» **What you need to do**:
Print every entry below line for line, leaving out the pictures.
##########
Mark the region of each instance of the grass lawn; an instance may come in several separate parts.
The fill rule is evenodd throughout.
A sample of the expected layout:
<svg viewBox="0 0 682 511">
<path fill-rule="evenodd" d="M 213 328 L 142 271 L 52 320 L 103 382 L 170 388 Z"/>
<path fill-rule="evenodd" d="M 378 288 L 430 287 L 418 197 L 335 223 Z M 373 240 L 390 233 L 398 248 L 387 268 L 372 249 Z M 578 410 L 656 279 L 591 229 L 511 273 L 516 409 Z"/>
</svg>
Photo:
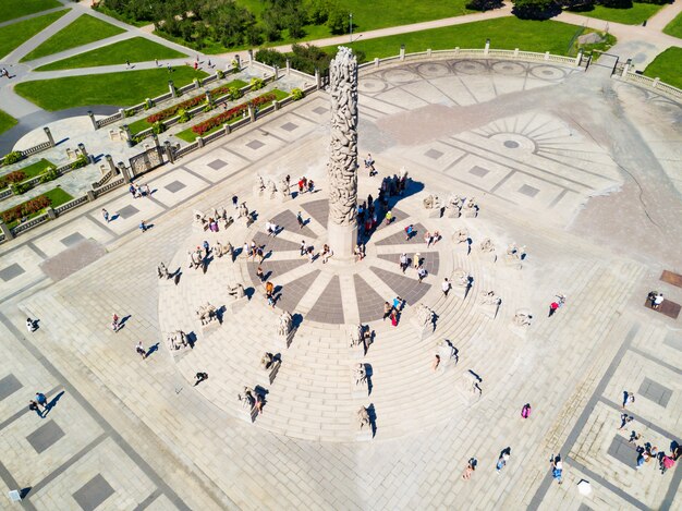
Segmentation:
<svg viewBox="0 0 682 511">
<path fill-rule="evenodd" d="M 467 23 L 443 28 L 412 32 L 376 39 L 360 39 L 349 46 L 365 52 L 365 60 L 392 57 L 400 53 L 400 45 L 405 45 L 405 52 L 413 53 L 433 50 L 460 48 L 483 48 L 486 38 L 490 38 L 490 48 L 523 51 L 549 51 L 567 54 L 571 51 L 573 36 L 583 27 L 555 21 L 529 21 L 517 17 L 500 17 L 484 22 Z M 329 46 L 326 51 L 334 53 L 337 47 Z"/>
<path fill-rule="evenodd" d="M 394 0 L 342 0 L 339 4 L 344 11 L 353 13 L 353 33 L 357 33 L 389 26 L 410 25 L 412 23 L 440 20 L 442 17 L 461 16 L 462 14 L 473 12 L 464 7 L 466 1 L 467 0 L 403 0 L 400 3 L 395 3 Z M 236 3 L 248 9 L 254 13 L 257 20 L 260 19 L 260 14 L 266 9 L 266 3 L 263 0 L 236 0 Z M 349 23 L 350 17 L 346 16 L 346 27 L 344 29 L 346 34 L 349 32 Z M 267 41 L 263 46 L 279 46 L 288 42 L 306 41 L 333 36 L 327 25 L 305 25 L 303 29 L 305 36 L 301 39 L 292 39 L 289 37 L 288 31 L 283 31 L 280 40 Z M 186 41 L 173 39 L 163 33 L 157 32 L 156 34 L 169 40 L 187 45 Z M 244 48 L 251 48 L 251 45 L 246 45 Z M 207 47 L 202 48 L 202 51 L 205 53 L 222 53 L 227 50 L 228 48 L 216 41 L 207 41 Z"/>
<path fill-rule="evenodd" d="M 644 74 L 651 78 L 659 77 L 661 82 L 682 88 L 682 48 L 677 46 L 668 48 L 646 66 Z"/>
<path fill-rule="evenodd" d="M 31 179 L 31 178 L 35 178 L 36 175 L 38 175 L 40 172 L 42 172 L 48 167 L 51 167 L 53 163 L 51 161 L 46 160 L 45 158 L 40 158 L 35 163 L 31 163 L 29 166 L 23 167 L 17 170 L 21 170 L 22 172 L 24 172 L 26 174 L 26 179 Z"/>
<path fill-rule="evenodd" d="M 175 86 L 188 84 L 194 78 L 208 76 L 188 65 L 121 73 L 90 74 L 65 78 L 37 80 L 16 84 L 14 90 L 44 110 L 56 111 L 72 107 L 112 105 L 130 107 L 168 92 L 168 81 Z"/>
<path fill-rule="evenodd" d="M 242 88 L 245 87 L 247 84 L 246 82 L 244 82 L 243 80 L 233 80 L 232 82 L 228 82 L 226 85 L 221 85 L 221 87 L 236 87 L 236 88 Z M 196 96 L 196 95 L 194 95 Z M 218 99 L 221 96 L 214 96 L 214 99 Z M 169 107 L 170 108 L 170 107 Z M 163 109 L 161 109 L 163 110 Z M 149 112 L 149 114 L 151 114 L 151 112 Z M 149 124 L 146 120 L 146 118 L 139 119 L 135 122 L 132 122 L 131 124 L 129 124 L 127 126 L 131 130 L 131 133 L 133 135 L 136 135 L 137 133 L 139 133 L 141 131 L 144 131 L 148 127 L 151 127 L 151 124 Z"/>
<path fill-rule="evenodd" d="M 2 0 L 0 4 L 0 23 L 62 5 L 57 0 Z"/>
##########
» **Correct output**:
Mark the region of each instance of the grass lawn; an instance may come in several separate parts.
The fill rule is evenodd throughout.
A sample of the expected layout:
<svg viewBox="0 0 682 511">
<path fill-rule="evenodd" d="M 213 328 L 142 271 L 52 320 L 103 382 L 170 388 Z"/>
<path fill-rule="evenodd" d="M 378 288 L 430 287 L 418 197 L 335 223 Z M 373 240 L 390 233 L 398 248 L 387 268 L 372 249 Z M 578 410 L 656 279 L 591 229 L 511 273 L 516 409 Z"/>
</svg>
Photo:
Segmentation:
<svg viewBox="0 0 682 511">
<path fill-rule="evenodd" d="M 467 23 L 443 28 L 412 32 L 376 39 L 360 39 L 349 46 L 365 52 L 365 60 L 392 57 L 400 53 L 400 45 L 405 45 L 405 52 L 413 53 L 433 50 L 460 48 L 483 48 L 486 38 L 490 38 L 490 48 L 523 51 L 549 51 L 567 54 L 571 51 L 573 36 L 583 27 L 555 21 L 529 21 L 517 17 L 500 17 L 484 22 Z M 329 46 L 326 51 L 334 53 L 337 47 Z"/>
<path fill-rule="evenodd" d="M 394 0 L 342 0 L 339 4 L 344 11 L 353 13 L 353 33 L 357 33 L 389 26 L 410 25 L 412 23 L 440 20 L 442 17 L 461 16 L 462 14 L 473 12 L 464 7 L 466 1 L 467 0 L 403 0 L 400 3 L 395 3 Z M 236 3 L 248 9 L 254 13 L 257 20 L 260 19 L 260 14 L 266 9 L 266 3 L 263 0 L 236 0 Z M 349 23 L 350 17 L 346 16 L 346 27 L 344 29 L 346 34 L 349 32 Z M 267 41 L 263 46 L 279 46 L 288 42 L 306 41 L 333 36 L 327 25 L 305 25 L 303 29 L 305 36 L 301 39 L 292 39 L 289 37 L 288 31 L 283 31 L 280 40 Z M 186 41 L 173 39 L 163 33 L 157 32 L 156 34 L 169 40 L 187 45 Z M 244 48 L 251 48 L 251 45 L 246 45 Z M 207 47 L 202 48 L 202 51 L 205 53 L 222 53 L 227 50 L 228 48 L 216 41 L 207 41 Z"/>
<path fill-rule="evenodd" d="M 644 74 L 651 78 L 659 77 L 661 82 L 682 88 L 682 48 L 677 46 L 668 48 L 646 66 Z"/>
<path fill-rule="evenodd" d="M 31 179 L 31 178 L 35 178 L 36 175 L 38 175 L 40 172 L 42 172 L 48 167 L 51 167 L 53 163 L 51 161 L 46 160 L 45 158 L 40 158 L 35 163 L 31 163 L 29 166 L 23 167 L 17 170 L 21 170 L 22 172 L 24 172 L 26 174 L 26 179 Z"/>
<path fill-rule="evenodd" d="M 175 86 L 188 84 L 194 78 L 208 76 L 188 65 L 121 73 L 90 74 L 65 78 L 37 80 L 16 84 L 14 90 L 44 110 L 56 111 L 72 107 L 112 105 L 130 107 L 168 92 L 168 81 Z"/>
<path fill-rule="evenodd" d="M 242 88 L 245 87 L 247 84 L 246 82 L 244 82 L 243 80 L 233 80 L 232 82 L 228 82 L 226 85 L 221 85 L 221 87 L 236 87 L 236 88 Z M 196 96 L 196 95 L 194 95 Z M 218 99 L 221 96 L 214 96 L 214 99 Z M 169 107 L 170 108 L 170 107 Z M 163 109 L 161 109 L 163 110 Z M 149 112 L 149 114 L 151 114 L 151 112 Z M 149 124 L 146 120 L 146 118 L 139 119 L 135 122 L 132 122 L 131 124 L 129 124 L 127 126 L 131 130 L 131 133 L 133 135 L 136 135 L 137 133 L 139 133 L 141 131 L 144 131 L 148 127 L 151 127 L 151 124 Z"/>
<path fill-rule="evenodd" d="M 2 0 L 0 4 L 0 23 L 62 5 L 57 0 Z"/>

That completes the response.